§ Task goal
Render every line of the records below as a JSON list of strings, one string per line, skipping blank lines. Omit the pictures.

[begin Entries supplied]

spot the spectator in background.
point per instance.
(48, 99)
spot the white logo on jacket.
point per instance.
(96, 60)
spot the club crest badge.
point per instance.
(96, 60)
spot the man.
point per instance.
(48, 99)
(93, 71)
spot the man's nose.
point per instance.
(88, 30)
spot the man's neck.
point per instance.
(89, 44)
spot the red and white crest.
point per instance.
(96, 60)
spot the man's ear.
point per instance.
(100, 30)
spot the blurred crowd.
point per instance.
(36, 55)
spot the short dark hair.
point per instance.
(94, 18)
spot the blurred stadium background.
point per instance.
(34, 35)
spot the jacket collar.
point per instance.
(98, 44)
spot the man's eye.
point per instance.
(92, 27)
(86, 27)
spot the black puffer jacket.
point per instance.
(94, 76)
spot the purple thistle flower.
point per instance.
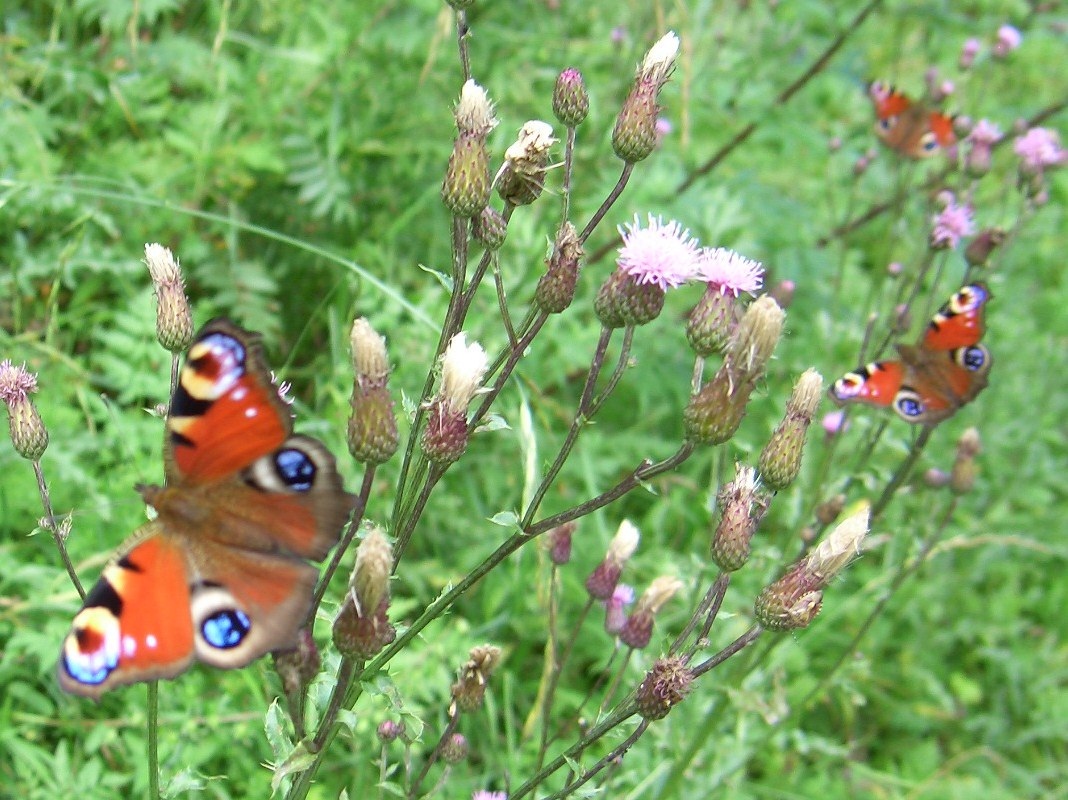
(664, 254)
(732, 272)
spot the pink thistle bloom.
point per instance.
(664, 254)
(1008, 40)
(16, 383)
(732, 272)
(1038, 148)
(985, 134)
(951, 224)
(615, 614)
(835, 422)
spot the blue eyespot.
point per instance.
(226, 628)
(296, 469)
(973, 358)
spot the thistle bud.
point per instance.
(372, 424)
(174, 322)
(462, 369)
(634, 136)
(521, 177)
(755, 339)
(601, 582)
(390, 731)
(466, 188)
(962, 477)
(741, 510)
(638, 629)
(795, 599)
(615, 606)
(555, 289)
(717, 410)
(470, 687)
(560, 543)
(570, 102)
(665, 686)
(362, 627)
(712, 322)
(28, 433)
(489, 228)
(454, 749)
(298, 665)
(781, 458)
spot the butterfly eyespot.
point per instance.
(295, 469)
(908, 404)
(226, 628)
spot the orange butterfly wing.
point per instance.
(220, 575)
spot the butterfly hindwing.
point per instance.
(909, 128)
(221, 575)
(932, 379)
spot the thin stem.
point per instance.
(153, 723)
(346, 540)
(55, 530)
(608, 203)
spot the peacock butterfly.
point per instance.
(933, 378)
(910, 128)
(221, 574)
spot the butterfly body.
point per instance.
(222, 574)
(929, 380)
(907, 127)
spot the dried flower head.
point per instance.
(665, 686)
(470, 687)
(372, 424)
(795, 599)
(634, 136)
(174, 322)
(781, 458)
(28, 433)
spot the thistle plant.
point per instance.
(637, 579)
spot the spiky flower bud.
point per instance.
(372, 424)
(390, 731)
(362, 627)
(781, 458)
(298, 665)
(28, 433)
(712, 322)
(466, 188)
(795, 599)
(555, 289)
(665, 686)
(570, 102)
(489, 228)
(962, 477)
(174, 322)
(470, 687)
(454, 749)
(741, 510)
(601, 582)
(755, 339)
(978, 250)
(634, 136)
(521, 177)
(717, 410)
(462, 369)
(638, 629)
(560, 543)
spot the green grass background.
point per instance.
(291, 154)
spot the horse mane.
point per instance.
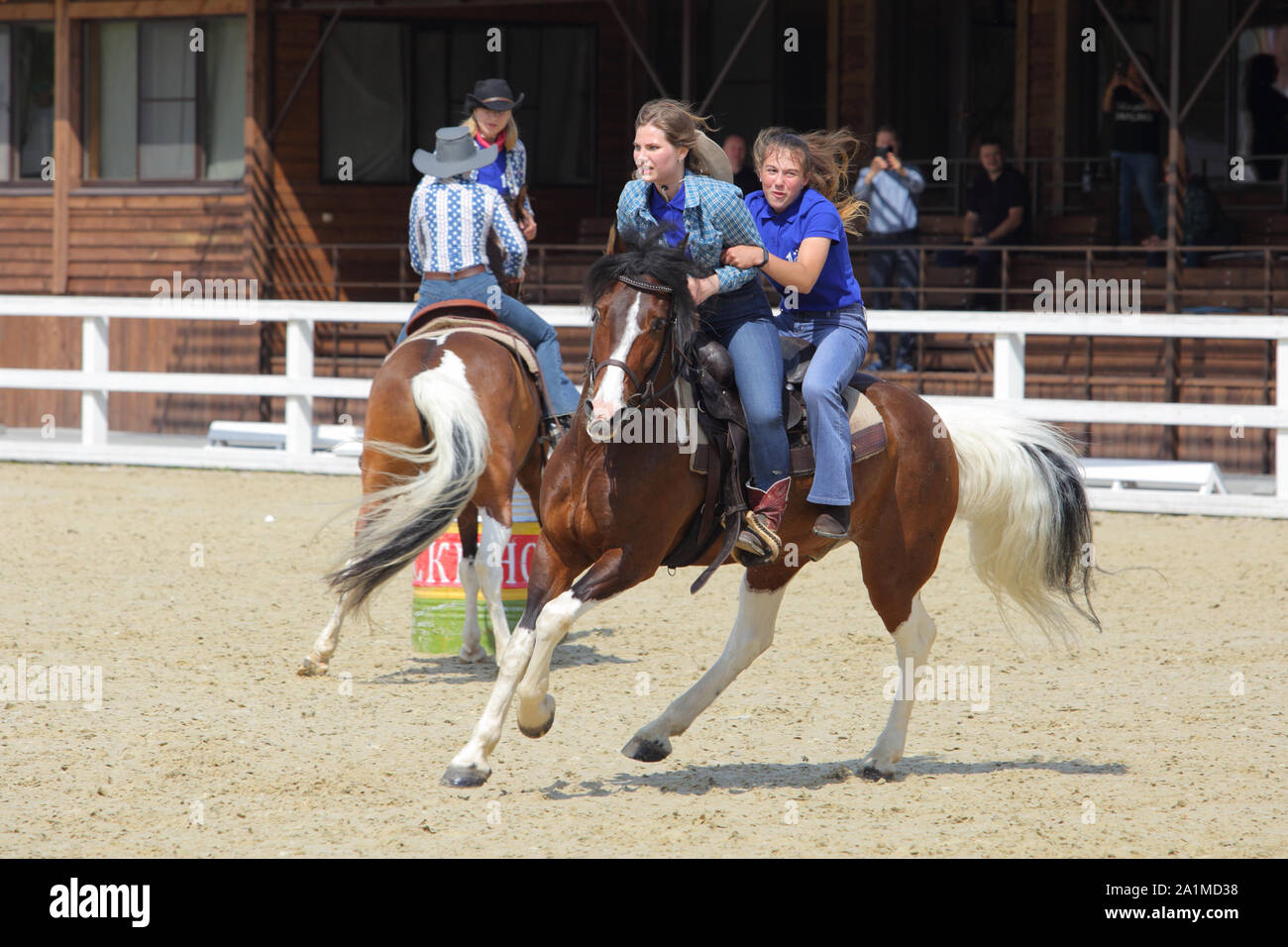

[end Entries supplied]

§ Task result
[
  "spot the spectator in background.",
  "point per instance.",
  "(48, 99)",
  "spot the white logo on jacket.",
  "point per instance.",
  "(96, 60)",
  "spot the club crest badge.",
  "point per instance.",
  "(96, 60)",
  "spot the man.",
  "point per instance.",
  "(48, 99)",
  "(93, 71)",
  "spot the man's nose.",
  "point per instance.",
  "(88, 30)",
  "spot the man's neck.",
  "point per instance.",
  "(89, 44)",
  "spot the red and white crest.",
  "point per instance.",
  "(96, 60)",
  "spot the man's ear.",
  "point per instance.",
  "(100, 30)",
  "spot the blurred crowd.",
  "point per instance.",
  "(36, 55)",
  "spot the short dark hair.",
  "point per instance.",
  "(94, 18)",
  "spot the blurred stadium background.",
  "point per instance.",
  "(34, 35)",
  "spot the jacket collar.",
  "point per instance.",
  "(98, 44)",
  "spot the man's eye.",
  "point per instance.",
  "(92, 27)",
  "(86, 27)",
  "spot the black puffer jacket.",
  "point per instance.",
  "(94, 76)",
  "spot the purple thistle flower.",
  "point per instance.",
  "(664, 254)",
  "(732, 272)",
  "spot the pink thistle bloom.",
  "point per instance.",
  "(664, 254)",
  "(1008, 40)",
  "(16, 383)",
  "(732, 272)",
  "(1038, 148)",
  "(985, 134)",
  "(951, 224)",
  "(615, 614)",
  "(835, 422)",
  "spot the blue eyespot.",
  "point per instance.",
  "(226, 628)",
  "(296, 469)",
  "(973, 358)",
  "spot the thistle bud.",
  "point per instance.",
  "(372, 424)",
  "(174, 322)",
  "(462, 369)",
  "(634, 136)",
  "(521, 177)",
  "(755, 339)",
  "(601, 582)",
  "(390, 731)",
  "(466, 188)",
  "(962, 477)",
  "(741, 510)",
  "(638, 629)",
  "(795, 599)",
  "(615, 606)",
  "(555, 289)",
  "(717, 410)",
  "(470, 687)",
  "(560, 543)",
  "(570, 102)",
  "(665, 686)",
  "(362, 627)",
  "(712, 322)",
  "(28, 433)",
  "(489, 228)",
  "(454, 749)",
  "(298, 665)",
  "(781, 458)",
  "spot the butterfly eyespot.",
  "point per instance.",
  "(295, 469)",
  "(908, 404)",
  "(226, 628)",
  "spot the orange butterfly wing.",
  "point per instance.",
  "(220, 575)",
  "spot the butterfly hindwing.",
  "point per instance.",
  "(909, 128)",
  "(221, 575)",
  "(932, 379)",
  "spot the thin stem.",
  "point per instance.",
  "(153, 723)",
  "(346, 540)",
  "(55, 530)",
  "(608, 203)",
  "spot the peacock butterfly.",
  "point per instance.",
  "(933, 378)",
  "(910, 128)",
  "(221, 574)",
  "spot the butterfly body.",
  "point per instance.",
  "(222, 574)",
  "(929, 380)",
  "(907, 127)",
  "spot the dried flower head.",
  "point per instance.",
  "(665, 686)",
  "(470, 687)",
  "(372, 424)",
  "(795, 599)",
  "(634, 136)",
  "(174, 322)",
  "(781, 458)",
  "(28, 433)",
  "spot the thistle plant.",
  "point per instance.",
  "(637, 579)",
  "spot the spiky flower bud.",
  "point per instance.",
  "(372, 424)",
  "(390, 731)",
  "(362, 627)",
  "(781, 458)",
  "(298, 665)",
  "(28, 433)",
  "(712, 322)",
  "(466, 188)",
  "(795, 599)",
  "(555, 289)",
  "(665, 686)",
  "(570, 102)",
  "(489, 228)",
  "(962, 477)",
  "(174, 322)",
  "(470, 687)",
  "(454, 749)",
  "(741, 510)",
  "(601, 582)",
  "(755, 339)",
  "(978, 250)",
  "(634, 136)",
  "(521, 177)",
  "(717, 410)",
  "(462, 369)",
  "(638, 629)",
  "(560, 543)",
  "spot the green grass background.",
  "point per instance.",
  "(291, 154)",
  "spot the horse mane.",
  "point per instance."
]